*EXTRAIT DU TEXTE:*
######

Cette immersion dans un village du Bas-Sepik, aussi éprouvante soit-elle – l’expression locale « j’ai mal aux os » en offre un excellent résumé – s’avérera, cependant, riche en émotions esthétiques. Dans cette culture orale où, transmis peu à peu, les récits des origines (guerres, migrations…) prennent des allures d’épopées hypnotiques, il est des moments rares où l’Occidental perd ses repères pour s’abîmer dans le monde surréel des Papous. Philippe Peltier se souvient ainsi, avec émotion, de ce soir de pleine lune au cours duquel les habitants d’Oromai (un village situé à un jour de pirogue) organisèrent une fête sur l’esplanade de la maison des hommes. Dans ce paysage « à la Méliès », montèrent alors des sons lancinants, hypnotiques, qui semblaient composer des sortes de morceaux très courts. « C’est la première fois que j’entendais des Mélanésiens jouer de la flûte, et c’était magique », raconte Philippe Peltier qui, bien des années plus tard, restituera son émotion première dans la scénographie de son exposition consacrée au peuple Sepik. Bel hommage…

Le choc des cultures
Quatre années s’étireront encore entre la deuxième et la troisième mission. Cette dernière immersion sera la plus longue et durera quinze mois, de 1991 à septembre 1992. Sans détour, Philippe Peltier raconte cet apprentissage de la lenteur auquel doit s’adonner tout ethnologue. Parfois surgit un sentiment de lassitude, de découragement, d’ennui. « On rêve même de banquet pantagruélique et on attend avec la même impatience que les hommes du village la fête au cours de laquelle on tuera le crocodile ou le cochon. » Parfois, le sentiment d’une menace ou d’un danger sourd quand les jeunes générations reviennent de la ville. Il est alors temps de se délester de tout romantisme encombrant. « Comme au sein de toutes les communautés humaines, il y avait des agressifs, des névrotiques qui avaient peur de la magie », se souvient Philippe Peltier. Des liens amicaux, voire de « tendresse », sont nés cependant, tels ceux que l’ethnologue a tissés avec sa « mère classificatoire », c’est-à-dire celle qui lui a donné son nom. « Dans la société papoue, qui est matrilinéaire, les femmes ont un très grand poids social. Quand j’avais quelque chose à demander, c’est à elle que je m’adressais. C’était ma référence, en quelque sorte, même si, la plupart du temps, elle ne répondait pas à mes questions ! », se souvient avec amusement Philippe Peltier. Celui qui a tenu très scrupuleusement son journal pendant ses trois missions avoue cependant un immense regret : celui de ne pas avoir donné de nouvelles à ces hommes et à ces femmes qui l’ont accueilli avec bienveillance au sein de leur communauté.

######

*DONNÉES AFFICHÉES:*
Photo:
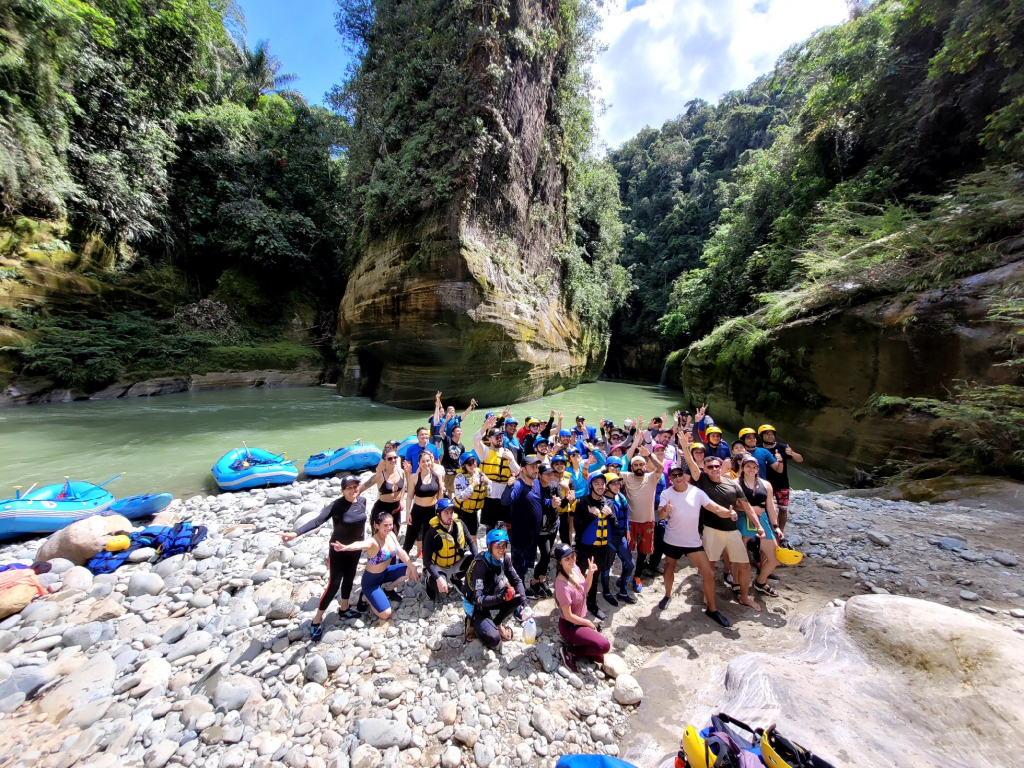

######

*TÂCHES ET EXERCICES:*
1. Répondez aux questions suivantes sur l'extrait consacré aux missions de Philippe Peltier chez les Papous :
(a) Combien de temps a duré la troisième mission ?
(b) De quel instrument Philippe Peltier entendit-il pour la première fois des Mélanésiens jouer lors de la fête d'Oromai ?
(c) Quel immense regret avoue-t-il à propos de ses trois missions ?
2. Prolongez l'extrait consacré aux missions de Philippe Peltier chez les Papous en reprenant après sa dernière phrase.

*LISTE DES RÉPONSES:*
1.
(a) Quinze mois, de 1991 à septembre 1992.
(b) De la flûte.
(c) Celui de ne pas avoir donné de nouvelles aux hommes et aux femmes qui l'ont accueilli avec bienveillance au sein de leur communauté.

2.
Conçue en étroite collaboration avec ces deux autres grands amoureux de ces régions que sont les océanistes Christian Kaufmann et Markus Schindlbeck, l’exposition du Quai Branly se veut donc un somptueux hommage rendu à la créativité de ce peuple. Au son des tambours et des flûtes en bambou (qui sont la voix des ancêtres), crochets épousant la silhouette de jeunes femmes au ventre bombé, panneaux d’un graphisme psychédélique, parures de dents ou de nacre, masques de bois, de cheveux, de plumes et de vannerie disent ainsi la virtuosité d’un art en constante métamorphose, aux frontières du rêve et du réel, de l’animal et de l’humain.

L’exposition

Évoquant l’espace d’un village traditionnel avec ses lieux publics ouverts à tous et ses maisons des hommes dont certains objets sont accessibles aux seuls initiés, l’exposition propose un rassemblement extraordinaire d’œuvres provenant des plus grands musées d’ethnologie européens. On demeure ébloui par l’extraordinaire inventivité de ce peuple dont l’art joue constamment sur la capacité d’étonner, d’effrayer, d’émerveiller. Des pirogues épousant la silhouette reptilienne d’un crocodile, aux poteaux portant la figure d’un ancêtre tirant la langue, sans oublier ces peintures et ces panneaux de plumes d’un graphisme envoûtant, l’éblouissement est total.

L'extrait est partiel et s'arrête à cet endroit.